* Seite
# # #
In der Flüchtlingsunterkunft könnte sich der Iraker radikalisiert haben. Sarmad A. habe Kontakt zu einem islamistischen Gefährder unterhalten, der sich auch im Heim aufhält, sagten Sicherheitskreise. Bei dem Gefährder handele es sich um einen Anhänger der Terrormiliz IS. Die Ermittler untersuchen, ob dieser Mann Sarmad A. zum Angriff auf die Stadtautobahn angestachelt hat.

Bei Facebook das Wort "Märtyrer" und ein Autosymbol

Sarmad A. war bei Facebook, seine Seite ist inzwischen abgeschaltet. Auf den vom Tagesspiegel gesicherten Einträgen und Abbildungen ist der junge Mann unter anderem mit seinem Wagen zu sehen, einem schwarzen Opel.
# # #
* Datensätze
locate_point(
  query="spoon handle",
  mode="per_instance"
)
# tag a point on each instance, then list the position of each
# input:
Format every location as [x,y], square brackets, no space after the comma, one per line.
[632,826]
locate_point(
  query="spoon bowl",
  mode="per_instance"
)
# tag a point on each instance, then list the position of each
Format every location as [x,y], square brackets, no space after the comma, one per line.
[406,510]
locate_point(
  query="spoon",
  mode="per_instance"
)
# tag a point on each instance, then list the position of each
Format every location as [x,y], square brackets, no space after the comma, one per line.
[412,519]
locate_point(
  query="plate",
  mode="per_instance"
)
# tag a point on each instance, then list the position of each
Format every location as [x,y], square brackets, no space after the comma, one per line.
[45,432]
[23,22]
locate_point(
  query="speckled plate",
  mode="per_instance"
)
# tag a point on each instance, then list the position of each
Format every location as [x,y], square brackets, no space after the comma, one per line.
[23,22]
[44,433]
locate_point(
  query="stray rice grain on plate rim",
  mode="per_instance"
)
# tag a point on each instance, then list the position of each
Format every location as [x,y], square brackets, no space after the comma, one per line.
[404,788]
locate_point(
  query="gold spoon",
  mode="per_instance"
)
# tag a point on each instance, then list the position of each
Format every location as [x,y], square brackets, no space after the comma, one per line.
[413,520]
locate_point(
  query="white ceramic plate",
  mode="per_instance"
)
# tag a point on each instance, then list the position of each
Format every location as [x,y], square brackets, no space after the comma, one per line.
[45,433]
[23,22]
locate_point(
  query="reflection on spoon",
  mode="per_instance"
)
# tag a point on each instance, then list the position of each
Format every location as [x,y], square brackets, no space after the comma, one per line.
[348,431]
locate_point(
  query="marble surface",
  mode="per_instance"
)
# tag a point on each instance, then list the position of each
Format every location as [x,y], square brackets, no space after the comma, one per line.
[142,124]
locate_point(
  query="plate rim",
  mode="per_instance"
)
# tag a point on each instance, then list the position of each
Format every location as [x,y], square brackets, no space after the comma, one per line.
# # #
* Aufgaben
(1) Übertrage den Satz "Bei dem Gefährder handele es sich um einen Anhänger der Terrormiliz IS." aus dem Bericht über Sarmad A. ins Englische.
(2) Fasse den Absatz aus dem Bericht über Sarmad A., der mit "In der Flüchtlingsunterkunft könnte" beginnt, als kurze Liste mit seinen wichtigsten Fakten zusammen.
(3) Setze den Bericht über Sarmad A. bitte nach seinem letzten Satz fort.

* Schriftliche Antworten
(1) The person classified as a threat is said to be a supporter of the terrorist militia IS.

(2)
- Der Iraker Sarmad A. könnte sich in der Flüchtlingsunterkunft radikalisiert haben.
- Laut Sicherheitskreisen hatte er Kontakt zu einem islamistischen Gefährder, der sich ebenfalls im Heim aufhält.
- Dieser Gefährder soll ein Anhänger der Terrormiliz IS sein.
- Die Ermittler prüfen, ob er Sarmad A. zum Angriff auf die Stadtautobahn angestachelt hat.

(3)
Über einem Foto des Wagens steht auf Arabisch, „wir gehen in Palästina Freitag Allahu Akbar lieb Allah und Allah ist auf und ich sage Märtyrer“. So lautet zumindest die deutsche Übersetzung auf Facebook. Neben dem Wort „Märtyrer“ ist ein kleines Autosymbol eingestellt. Möglicherweise ein Hinweis, dass Sarmad A. einen Selbstmordanschlag mit einem Fahrzeug plante.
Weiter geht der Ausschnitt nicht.